--- BEGIN Selected text ---

Lines 6-12 adjust the callback counts, with line 10 noting the arrival of any non-lazy callbacks for the benefit of RCU_FAST_NO_HZ.

Line 13 checks to see if the rcu_state structure has callbacks ready to invoke, and if so, lines 14-20 adopt them. Line 14 and 15 splice the new callbacks at the end of this CPU's list of callbacks that are ready to invoke. Lines 16-18 update the ->nxttail[] pointers for any empty segments of the list to reference the new last ready-to-invoke callback. Lines 19 and 20 then initialize the rcu_state structure's ->orphan_donelist to empty.

Line 22 checks to see if the rcu_state structure has callbacks that need to wait for a grace period, and if so, lines 23-26 adopt them. Lines 23 and 24 append the new callbacks to the end of this CPU's list, and lines 25 and 26 initialize the rcu_state structure's ->orphan_nxtlist to empty.

Summary

This article has described the flow of callbacks through RCU, including their interactions with rcu_barrier() and CPU-hotplug operations.

Acknowledgments

I am grateful to @@@

Legal Statement

This work represents the view of the author and does not necessarily represent the view of IBM.

Linux is a registered trademark of Linus Torvalds.

Other company, product, and service names may be trademarks or service marks of others.

Answers to Quick Quizzes

Quick Quiz 1: Suppose we (incorrectly) associated CB 4 with the next grace period number 3. Exactly how could problems result?

Answer: The following sequence of events would lead to failure, where CPU 0 is the one corresponding to CB 4:

  1. CPU 1 ends the current grace period and starts a new one.
  2. CPU 2 notices the new grace period and announces a quiescent state.
  3. CPU 2 enters an RCU read-side critical section and uses rcu_dereference() to obtain a pointer to data element A.

--- END Selected text ---
--- BEGIN Material provided ---

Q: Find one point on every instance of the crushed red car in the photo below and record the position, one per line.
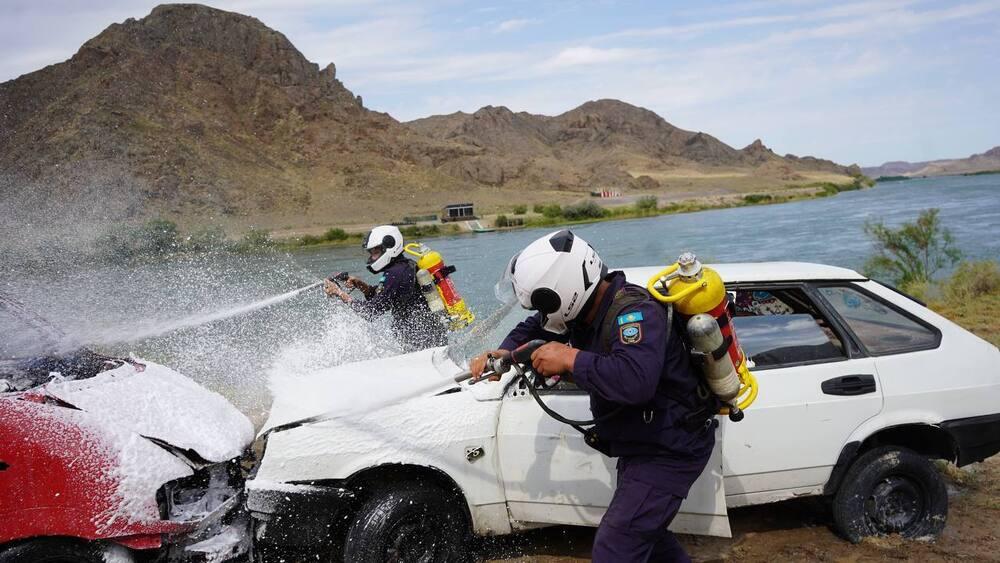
(112, 459)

--- END Material provided ---

Transcribe the whole excerpt on RCU callback handling word for word. You won't need any of the data here.

== Exercise response ==
Lines 6-12 adjust the callback counts, with line 10 noting the arrival of any non-lazy callbacks for the benefit of RCU_FAST_NO_HZ.

Line 13 checks to see if the rcu_state structure has callbacks ready to invoke, and if so, lines 14-20 adopt them. Line 14 and 15 splice the new callbacks at the end of this CPU's list of callbacks that are ready to invoke. Lines 16-18 update the ->nxttail[] pointers for any empty segments of the list to reference the new last ready-to-invoke callback. Lines 19 and 20 then initialize the rcu_state structure's ->orphan_donelist to empty.

Line 22 checks to see if the rcu_state structure has callbacks that need to wait for a grace period, and if so, lines 23-26 adopt them. Lines 23 and 24 append the new callbacks to the end of this CPU's list, and lines 25 and 26 initialize the rcu_state structure's ->orphan_nxtlist to empty.

Summary

This article has described the flow of callbacks through RCU, including their interactions with rcu_barrier() and CPU-hotplug operations.

Acknowledgments

I am grateful to @@@

Legal Statement

This work represents the view of the author and does not necessarily represent the view of IBM.

Linux is a registered trademark of Linus Torvalds.

Other company, product, and service names may be trademarks or service marks of others.

Answers to Quick Quizzes

Quick Quiz 1: Suppose we (incorrectly) associated CB 4 with the next grace period number 3. Exactly how could problems result?

Answer: The following sequence of events would lead to failure, where CPU 0 is the one corresponding to CB 4:

  1. CPU 1 ends the current grace period and starts a new one.
  2. CPU 2 notices the new grace period and announces a quiescent state.
  3. CPU 2 enters an RCU read-side critical section and uses rcu_dereference() to obtain a pointer to data element A.